Reproduce the material from its beginning through the line containing "1100,167 -> 1200,449", renaming "blue shorts" as "navy shorts" and leaving everything else unchanged.
[start of Given data]
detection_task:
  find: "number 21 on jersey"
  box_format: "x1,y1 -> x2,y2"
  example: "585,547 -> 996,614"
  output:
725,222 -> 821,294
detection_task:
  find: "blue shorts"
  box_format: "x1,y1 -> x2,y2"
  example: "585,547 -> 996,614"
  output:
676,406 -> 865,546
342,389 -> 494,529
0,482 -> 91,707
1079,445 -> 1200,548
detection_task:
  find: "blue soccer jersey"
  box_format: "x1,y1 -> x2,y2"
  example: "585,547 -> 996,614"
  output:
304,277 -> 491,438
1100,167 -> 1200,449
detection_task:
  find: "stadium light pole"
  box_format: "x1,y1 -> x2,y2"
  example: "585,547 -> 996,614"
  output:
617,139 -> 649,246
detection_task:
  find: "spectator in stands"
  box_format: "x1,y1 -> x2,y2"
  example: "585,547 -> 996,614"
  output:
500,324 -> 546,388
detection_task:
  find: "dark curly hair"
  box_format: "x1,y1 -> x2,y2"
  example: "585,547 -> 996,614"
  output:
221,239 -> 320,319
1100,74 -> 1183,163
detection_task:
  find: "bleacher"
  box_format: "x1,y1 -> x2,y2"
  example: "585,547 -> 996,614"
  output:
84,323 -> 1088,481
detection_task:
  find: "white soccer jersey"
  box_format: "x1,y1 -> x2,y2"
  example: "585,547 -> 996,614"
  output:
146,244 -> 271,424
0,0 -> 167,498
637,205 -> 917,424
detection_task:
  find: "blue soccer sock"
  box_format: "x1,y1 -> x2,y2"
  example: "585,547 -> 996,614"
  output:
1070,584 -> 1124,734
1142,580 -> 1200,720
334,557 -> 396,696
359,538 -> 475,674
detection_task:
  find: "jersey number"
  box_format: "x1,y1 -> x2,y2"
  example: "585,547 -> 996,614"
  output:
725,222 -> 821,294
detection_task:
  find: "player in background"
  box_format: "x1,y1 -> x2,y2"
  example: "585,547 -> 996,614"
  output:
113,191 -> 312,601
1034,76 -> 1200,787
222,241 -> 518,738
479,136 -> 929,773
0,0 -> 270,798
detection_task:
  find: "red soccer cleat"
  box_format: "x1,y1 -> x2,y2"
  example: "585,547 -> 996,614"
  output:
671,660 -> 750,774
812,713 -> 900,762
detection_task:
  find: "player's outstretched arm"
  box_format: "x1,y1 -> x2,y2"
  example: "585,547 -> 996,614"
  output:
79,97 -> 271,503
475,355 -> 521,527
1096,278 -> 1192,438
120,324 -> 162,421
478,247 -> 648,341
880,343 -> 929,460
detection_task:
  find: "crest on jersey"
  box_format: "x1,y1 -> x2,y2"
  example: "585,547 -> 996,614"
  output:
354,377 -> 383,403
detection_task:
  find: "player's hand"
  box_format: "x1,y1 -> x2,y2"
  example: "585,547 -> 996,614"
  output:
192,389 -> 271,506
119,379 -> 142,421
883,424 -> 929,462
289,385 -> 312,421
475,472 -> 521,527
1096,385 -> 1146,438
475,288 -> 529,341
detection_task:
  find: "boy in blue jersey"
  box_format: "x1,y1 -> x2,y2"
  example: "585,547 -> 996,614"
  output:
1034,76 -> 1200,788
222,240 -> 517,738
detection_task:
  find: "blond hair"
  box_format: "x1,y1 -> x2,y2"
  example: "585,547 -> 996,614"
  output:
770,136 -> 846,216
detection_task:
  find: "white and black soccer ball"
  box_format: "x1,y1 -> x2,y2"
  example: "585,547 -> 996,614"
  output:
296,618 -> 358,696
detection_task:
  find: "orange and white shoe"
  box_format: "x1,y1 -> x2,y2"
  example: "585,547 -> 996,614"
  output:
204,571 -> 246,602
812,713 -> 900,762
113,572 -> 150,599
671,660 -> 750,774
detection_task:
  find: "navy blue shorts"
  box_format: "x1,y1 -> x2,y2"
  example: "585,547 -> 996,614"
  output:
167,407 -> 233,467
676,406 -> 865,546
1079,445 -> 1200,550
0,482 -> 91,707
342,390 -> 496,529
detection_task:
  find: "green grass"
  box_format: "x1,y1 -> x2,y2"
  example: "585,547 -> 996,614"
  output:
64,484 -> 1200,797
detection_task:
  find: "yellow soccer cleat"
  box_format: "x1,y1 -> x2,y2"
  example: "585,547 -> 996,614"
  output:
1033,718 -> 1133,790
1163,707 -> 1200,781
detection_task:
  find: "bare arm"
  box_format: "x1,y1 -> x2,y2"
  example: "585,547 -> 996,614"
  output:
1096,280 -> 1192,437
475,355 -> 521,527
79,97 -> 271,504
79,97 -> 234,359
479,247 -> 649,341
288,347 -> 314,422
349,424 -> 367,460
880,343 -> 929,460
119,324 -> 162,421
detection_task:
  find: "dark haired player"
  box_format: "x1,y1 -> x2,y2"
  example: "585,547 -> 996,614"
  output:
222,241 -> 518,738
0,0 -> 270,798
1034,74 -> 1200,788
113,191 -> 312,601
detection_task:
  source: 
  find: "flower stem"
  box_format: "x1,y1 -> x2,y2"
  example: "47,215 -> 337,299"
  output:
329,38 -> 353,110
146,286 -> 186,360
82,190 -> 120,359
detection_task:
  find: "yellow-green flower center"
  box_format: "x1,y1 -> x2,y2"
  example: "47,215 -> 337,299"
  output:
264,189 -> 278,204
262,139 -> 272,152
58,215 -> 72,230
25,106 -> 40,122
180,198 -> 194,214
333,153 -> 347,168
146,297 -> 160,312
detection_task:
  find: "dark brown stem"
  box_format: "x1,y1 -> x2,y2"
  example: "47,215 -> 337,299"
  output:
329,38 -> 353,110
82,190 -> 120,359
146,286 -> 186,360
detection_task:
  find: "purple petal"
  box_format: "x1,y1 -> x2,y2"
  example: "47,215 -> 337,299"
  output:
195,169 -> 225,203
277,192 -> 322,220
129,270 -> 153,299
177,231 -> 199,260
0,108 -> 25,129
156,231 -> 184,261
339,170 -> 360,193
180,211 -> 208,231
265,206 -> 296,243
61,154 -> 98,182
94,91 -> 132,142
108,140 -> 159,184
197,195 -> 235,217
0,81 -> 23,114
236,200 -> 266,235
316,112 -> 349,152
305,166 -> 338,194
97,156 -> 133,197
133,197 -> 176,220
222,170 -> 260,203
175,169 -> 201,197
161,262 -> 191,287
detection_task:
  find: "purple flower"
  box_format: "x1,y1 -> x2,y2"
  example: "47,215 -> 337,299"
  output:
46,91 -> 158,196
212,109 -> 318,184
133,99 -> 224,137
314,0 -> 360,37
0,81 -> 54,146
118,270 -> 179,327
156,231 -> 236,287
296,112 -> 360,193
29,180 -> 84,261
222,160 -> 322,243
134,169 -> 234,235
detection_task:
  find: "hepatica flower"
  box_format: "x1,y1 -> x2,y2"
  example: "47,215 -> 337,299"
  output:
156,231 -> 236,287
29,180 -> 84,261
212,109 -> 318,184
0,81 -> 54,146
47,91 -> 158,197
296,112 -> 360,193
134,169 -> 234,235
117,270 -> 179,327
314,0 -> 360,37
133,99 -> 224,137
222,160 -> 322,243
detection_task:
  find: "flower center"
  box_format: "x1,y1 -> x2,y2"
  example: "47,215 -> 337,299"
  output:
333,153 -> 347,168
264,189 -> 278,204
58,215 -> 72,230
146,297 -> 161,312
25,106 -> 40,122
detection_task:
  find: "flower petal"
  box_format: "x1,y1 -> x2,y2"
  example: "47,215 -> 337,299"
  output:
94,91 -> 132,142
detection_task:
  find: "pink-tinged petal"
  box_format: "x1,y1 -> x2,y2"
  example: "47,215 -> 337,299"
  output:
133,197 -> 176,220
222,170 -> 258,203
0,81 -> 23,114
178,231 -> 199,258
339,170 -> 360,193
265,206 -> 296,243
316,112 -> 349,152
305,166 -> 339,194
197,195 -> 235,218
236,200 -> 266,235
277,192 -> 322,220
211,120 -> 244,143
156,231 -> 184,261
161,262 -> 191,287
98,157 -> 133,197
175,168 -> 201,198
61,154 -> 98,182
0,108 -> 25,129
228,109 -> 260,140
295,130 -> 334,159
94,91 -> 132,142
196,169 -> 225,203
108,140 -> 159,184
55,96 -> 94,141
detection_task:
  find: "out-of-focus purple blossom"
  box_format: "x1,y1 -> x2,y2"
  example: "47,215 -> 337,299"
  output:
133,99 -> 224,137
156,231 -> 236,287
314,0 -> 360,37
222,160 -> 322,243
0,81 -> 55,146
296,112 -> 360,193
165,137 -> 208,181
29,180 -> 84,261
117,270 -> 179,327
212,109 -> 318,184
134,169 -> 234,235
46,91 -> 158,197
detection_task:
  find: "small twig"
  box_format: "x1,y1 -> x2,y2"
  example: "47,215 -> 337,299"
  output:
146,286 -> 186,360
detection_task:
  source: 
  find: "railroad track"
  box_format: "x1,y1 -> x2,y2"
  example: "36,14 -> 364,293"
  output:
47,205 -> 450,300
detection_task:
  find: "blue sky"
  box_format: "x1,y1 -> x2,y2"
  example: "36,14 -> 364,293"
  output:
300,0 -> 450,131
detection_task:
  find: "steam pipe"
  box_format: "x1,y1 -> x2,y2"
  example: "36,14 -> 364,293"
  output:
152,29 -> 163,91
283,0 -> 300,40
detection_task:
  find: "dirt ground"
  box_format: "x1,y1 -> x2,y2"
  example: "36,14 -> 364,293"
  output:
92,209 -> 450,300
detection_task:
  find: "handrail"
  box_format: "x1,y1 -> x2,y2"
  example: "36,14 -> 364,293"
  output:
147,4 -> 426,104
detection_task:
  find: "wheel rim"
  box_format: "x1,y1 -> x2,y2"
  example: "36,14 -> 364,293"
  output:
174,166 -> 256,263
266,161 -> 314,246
[end of Given data]
• [Output of the task]:
detection_task:
  find: "number 21 on jersey"
  box_format: "x1,y1 -> x2,y2"
  example: "585,547 -> 996,614"
  output:
725,222 -> 821,294
detection_task:
  find: "navy shorts"
  box_format: "x1,y1 -> x2,y2"
  example: "585,547 -> 996,614"
  output:
676,406 -> 865,546
342,389 -> 494,529
0,482 -> 91,707
1079,445 -> 1200,548
detection_task:
  find: "blue soccer jersey"
  box_format: "x1,y1 -> x2,y2"
  example: "585,547 -> 996,614"
  output:
304,277 -> 491,438
1100,167 -> 1200,449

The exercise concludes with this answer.